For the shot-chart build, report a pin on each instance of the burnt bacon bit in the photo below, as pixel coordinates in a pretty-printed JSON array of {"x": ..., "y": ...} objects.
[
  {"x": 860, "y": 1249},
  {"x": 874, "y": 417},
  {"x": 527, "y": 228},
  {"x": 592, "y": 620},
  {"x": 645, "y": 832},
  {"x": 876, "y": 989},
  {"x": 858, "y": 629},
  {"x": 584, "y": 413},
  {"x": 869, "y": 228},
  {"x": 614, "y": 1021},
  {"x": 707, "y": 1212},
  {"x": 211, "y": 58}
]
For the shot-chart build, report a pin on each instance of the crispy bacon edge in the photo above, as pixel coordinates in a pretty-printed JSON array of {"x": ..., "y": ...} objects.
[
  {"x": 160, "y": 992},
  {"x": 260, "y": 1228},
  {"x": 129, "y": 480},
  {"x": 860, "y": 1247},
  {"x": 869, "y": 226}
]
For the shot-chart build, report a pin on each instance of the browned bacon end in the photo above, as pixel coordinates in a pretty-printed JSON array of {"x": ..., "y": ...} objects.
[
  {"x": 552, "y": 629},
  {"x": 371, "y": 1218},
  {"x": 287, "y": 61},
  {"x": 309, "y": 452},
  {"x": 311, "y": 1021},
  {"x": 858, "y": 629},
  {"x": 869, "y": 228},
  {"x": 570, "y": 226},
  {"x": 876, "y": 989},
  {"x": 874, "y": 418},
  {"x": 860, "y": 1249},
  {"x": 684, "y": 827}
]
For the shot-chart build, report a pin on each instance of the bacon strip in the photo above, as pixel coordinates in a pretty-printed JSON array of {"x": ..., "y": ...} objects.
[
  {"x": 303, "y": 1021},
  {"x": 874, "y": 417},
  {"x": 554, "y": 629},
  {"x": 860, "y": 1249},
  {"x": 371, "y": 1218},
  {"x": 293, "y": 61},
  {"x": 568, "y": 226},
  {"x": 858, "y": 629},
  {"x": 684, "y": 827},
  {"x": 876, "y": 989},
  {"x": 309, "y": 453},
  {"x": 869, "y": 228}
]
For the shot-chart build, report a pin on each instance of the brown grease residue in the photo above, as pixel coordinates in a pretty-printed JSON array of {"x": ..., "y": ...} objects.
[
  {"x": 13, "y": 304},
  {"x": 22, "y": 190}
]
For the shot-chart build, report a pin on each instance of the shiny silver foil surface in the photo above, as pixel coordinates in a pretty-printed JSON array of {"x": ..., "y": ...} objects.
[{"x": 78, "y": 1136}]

· · · · ·

AIM —
Could you reproduce every one of the lines above word for word, without changing a single character?

COMPLETE OUTPUT —
For the shot-chart build, report a pin on each instance of the burnt bacon bit in the photo below, as pixel coordinates in a pretty-printed JSON array of {"x": ..., "y": ...} objects.
[
  {"x": 860, "y": 1249},
  {"x": 874, "y": 417},
  {"x": 527, "y": 228},
  {"x": 592, "y": 620},
  {"x": 645, "y": 832},
  {"x": 876, "y": 989},
  {"x": 858, "y": 629},
  {"x": 584, "y": 413},
  {"x": 869, "y": 228},
  {"x": 614, "y": 1021},
  {"x": 707, "y": 1212},
  {"x": 211, "y": 58}
]
For the shot-chart build, report a pin on each instance of the crispy bacon edge in the photo above, as pixel coordinates in a pretty-printed JSON array of {"x": ..., "y": ...} objects.
[
  {"x": 160, "y": 992},
  {"x": 260, "y": 1228},
  {"x": 129, "y": 480},
  {"x": 860, "y": 1247},
  {"x": 869, "y": 226}
]
For the shot-chart build, report a pin on each instance of the browned bacon end in the photo above, as pixel coordinates in a pretty-printed JSON array of {"x": ..., "y": ...} objects.
[
  {"x": 552, "y": 629},
  {"x": 371, "y": 1218},
  {"x": 287, "y": 61},
  {"x": 309, "y": 452},
  {"x": 311, "y": 1021},
  {"x": 858, "y": 629},
  {"x": 869, "y": 228},
  {"x": 570, "y": 226},
  {"x": 876, "y": 989},
  {"x": 874, "y": 418},
  {"x": 860, "y": 1249},
  {"x": 684, "y": 827}
]
For the shot-chart build, report a pin on each instance of the bacon strip in the photo above, as pixel coordinates in a pretty-printed JSON array of {"x": ..., "y": ...} objects.
[
  {"x": 303, "y": 1021},
  {"x": 874, "y": 417},
  {"x": 554, "y": 629},
  {"x": 860, "y": 1249},
  {"x": 371, "y": 1218},
  {"x": 293, "y": 61},
  {"x": 568, "y": 226},
  {"x": 858, "y": 629},
  {"x": 684, "y": 827},
  {"x": 876, "y": 989},
  {"x": 309, "y": 453},
  {"x": 869, "y": 228}
]
For the shot-chart build, report a pin on each instance of the brown grease residue in the photo above, as pixel coordinates in a pretty-printed JSON array of {"x": ..., "y": ...} objects.
[
  {"x": 13, "y": 304},
  {"x": 22, "y": 190}
]
For the shot-chart build, report a pin on each instance of the shiny silver foil surface in the photo above, as pixel coordinates in a pretty-printed JSON array of {"x": ..., "y": ...} objects.
[{"x": 78, "y": 1136}]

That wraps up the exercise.